→ Task requirements: Below, locate the line that contains "find gray elephant". Repeat exactly from that line to the line that contains "find wooden goad", inclusive, leaving out the pictures.

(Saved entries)
= = = = =
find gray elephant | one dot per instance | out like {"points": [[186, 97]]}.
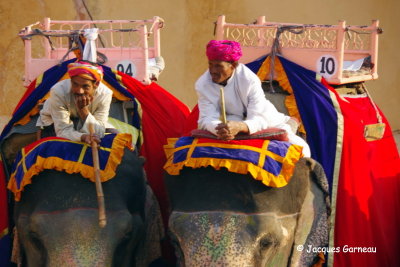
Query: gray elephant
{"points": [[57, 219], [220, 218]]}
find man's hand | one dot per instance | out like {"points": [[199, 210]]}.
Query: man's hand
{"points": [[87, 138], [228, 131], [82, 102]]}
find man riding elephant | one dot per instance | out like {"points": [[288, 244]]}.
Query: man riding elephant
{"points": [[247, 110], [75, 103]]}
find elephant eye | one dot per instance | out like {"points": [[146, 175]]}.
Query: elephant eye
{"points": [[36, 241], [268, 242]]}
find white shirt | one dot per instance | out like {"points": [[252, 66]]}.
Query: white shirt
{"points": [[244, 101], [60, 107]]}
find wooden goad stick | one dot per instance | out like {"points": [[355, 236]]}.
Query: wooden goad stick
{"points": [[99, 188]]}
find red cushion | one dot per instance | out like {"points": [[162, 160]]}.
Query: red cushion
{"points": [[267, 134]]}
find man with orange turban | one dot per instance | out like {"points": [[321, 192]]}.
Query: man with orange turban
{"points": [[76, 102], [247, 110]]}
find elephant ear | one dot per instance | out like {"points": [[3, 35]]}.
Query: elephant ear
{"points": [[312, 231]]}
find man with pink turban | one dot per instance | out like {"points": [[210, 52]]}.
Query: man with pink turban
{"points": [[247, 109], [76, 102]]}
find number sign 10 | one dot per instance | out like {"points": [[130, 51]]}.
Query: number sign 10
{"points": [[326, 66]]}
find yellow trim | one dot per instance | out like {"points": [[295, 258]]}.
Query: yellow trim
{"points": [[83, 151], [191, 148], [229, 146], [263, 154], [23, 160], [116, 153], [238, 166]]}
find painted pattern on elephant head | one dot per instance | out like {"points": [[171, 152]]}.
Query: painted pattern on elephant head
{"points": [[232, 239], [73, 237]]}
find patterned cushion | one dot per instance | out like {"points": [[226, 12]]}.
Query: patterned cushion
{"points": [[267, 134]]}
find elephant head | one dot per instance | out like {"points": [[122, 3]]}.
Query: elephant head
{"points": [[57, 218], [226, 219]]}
= = = = =
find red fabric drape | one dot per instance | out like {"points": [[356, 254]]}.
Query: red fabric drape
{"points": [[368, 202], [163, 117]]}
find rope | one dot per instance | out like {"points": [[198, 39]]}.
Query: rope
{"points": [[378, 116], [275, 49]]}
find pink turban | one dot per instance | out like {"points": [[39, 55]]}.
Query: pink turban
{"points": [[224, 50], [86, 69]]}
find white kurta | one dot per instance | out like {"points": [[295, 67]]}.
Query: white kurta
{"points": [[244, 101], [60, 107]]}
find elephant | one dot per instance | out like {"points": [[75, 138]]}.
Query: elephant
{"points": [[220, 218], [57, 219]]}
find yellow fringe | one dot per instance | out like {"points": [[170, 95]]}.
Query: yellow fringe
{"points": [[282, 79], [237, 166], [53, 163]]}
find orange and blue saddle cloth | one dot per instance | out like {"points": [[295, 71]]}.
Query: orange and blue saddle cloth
= = = = =
→ Exercise response:
find gray elephant | one dot per instance | out like {"points": [[186, 97]]}.
Query: gray elephant
{"points": [[57, 219], [220, 218]]}
find man's hand | one dot per instance | out like {"points": [[199, 210]]}.
Query: man's hand
{"points": [[87, 138], [228, 131], [82, 102]]}
find man riding elephant | one dot per instance | out like {"points": [[288, 244]]}.
Query: man riding elephant
{"points": [[247, 110], [75, 103]]}
find elephant eye | one dot per instance | out like {"points": [[146, 175]]}.
Query: elephant eye
{"points": [[36, 241], [268, 242]]}
find white shirt | one dot per instance | out like {"points": [[252, 66]]}.
Query: white shirt
{"points": [[244, 101], [60, 107]]}
find wooden goad stick | one dot per instance | out like {"points": [[355, 236]]}.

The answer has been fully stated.